Pull every line of the listing below and reproduce each one character for character, leaving out the pictures.

| DATA FOR THIS TASK |
--- begin ---

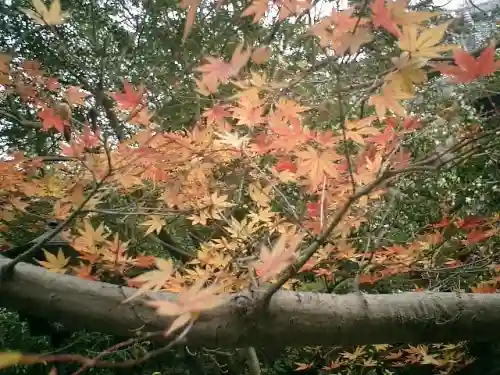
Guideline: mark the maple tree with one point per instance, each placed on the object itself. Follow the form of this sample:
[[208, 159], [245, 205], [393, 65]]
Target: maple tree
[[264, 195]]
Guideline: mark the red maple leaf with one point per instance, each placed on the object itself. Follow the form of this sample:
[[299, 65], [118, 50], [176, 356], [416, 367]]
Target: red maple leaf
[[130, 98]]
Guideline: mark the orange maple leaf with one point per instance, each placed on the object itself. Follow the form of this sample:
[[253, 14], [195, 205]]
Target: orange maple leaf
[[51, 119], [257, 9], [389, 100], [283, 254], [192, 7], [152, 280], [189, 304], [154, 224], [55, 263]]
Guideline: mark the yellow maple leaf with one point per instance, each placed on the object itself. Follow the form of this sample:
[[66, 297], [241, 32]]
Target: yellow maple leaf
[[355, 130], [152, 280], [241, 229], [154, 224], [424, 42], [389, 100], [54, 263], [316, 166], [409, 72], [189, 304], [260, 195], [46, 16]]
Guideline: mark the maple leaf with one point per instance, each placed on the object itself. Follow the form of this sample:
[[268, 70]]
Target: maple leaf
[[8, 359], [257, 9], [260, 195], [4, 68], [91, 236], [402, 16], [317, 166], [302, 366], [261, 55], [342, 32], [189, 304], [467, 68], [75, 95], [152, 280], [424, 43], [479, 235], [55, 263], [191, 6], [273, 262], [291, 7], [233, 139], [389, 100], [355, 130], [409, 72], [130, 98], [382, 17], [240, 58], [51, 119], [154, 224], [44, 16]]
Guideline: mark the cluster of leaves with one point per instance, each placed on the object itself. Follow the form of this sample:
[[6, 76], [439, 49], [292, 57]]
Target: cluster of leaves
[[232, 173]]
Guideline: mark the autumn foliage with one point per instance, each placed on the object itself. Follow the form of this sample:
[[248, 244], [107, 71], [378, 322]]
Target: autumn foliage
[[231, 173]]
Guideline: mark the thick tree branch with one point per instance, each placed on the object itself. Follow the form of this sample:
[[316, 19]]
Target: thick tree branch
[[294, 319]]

--- end ---

| WORKED ANSWER |
Guideline: mark the maple tree with one point per instance, each placed on the object itself. Follow the form of this sample:
[[208, 159], [245, 205], [393, 65]]
Target: maple tree
[[264, 195]]
Guideline: mark the red maple leaf with one point per instance, each placed on the object itself. Follow the form of this sample:
[[299, 65], [118, 50], [176, 356], [416, 367]]
Target: red maple leaf
[[130, 98]]
Guideline: mark the orange maple leaf with one point per instance, each placed on the object itself. Follow the form of this sample:
[[253, 14], [195, 205]]
Target: orange maple leaf
[[51, 119], [257, 9], [389, 100], [283, 254], [192, 7], [152, 280], [189, 304], [154, 224], [55, 263]]
Guideline: mark the yellow maple leaf with one point per instance, each placed on the object itself. Follow the form of this sample:
[[66, 297], [241, 32]]
Target: yellow maple leaf
[[355, 130], [152, 280], [241, 229], [154, 224], [424, 42], [389, 100], [54, 263], [316, 166], [409, 72], [189, 304], [260, 195], [46, 16]]
Guideline: mark the maple leaf with one point per instance, each placed on the object itself. Follow the form of this sample:
[[268, 70]]
Target: maple leaf
[[8, 359], [257, 9], [260, 195], [4, 68], [91, 236], [402, 16], [317, 166], [302, 366], [261, 55], [342, 32], [189, 304], [467, 68], [75, 95], [152, 280], [424, 43], [479, 235], [55, 263], [191, 6], [273, 262], [291, 7], [233, 139], [389, 100], [355, 130], [409, 72], [130, 98], [382, 17], [240, 58], [51, 119], [154, 224], [44, 16]]
Guideline: mark the cluster of leaves with one point per instance, each placed on the object itself. Follow the form of this sample:
[[6, 76], [439, 49], [292, 57]]
Target: cluster of leaves
[[232, 173]]
Guideline: mark the autumn foliage with one point per instance, each placed on the object itself. Follow the form of this sample:
[[248, 244], [107, 71], [378, 322]]
Target: autumn foliage
[[231, 173]]
Guideline: mark the thick tree branch with one point per instance, each placed on the object itself. Follow the form of this sample:
[[316, 19]]
Target: thick tree branch
[[294, 319]]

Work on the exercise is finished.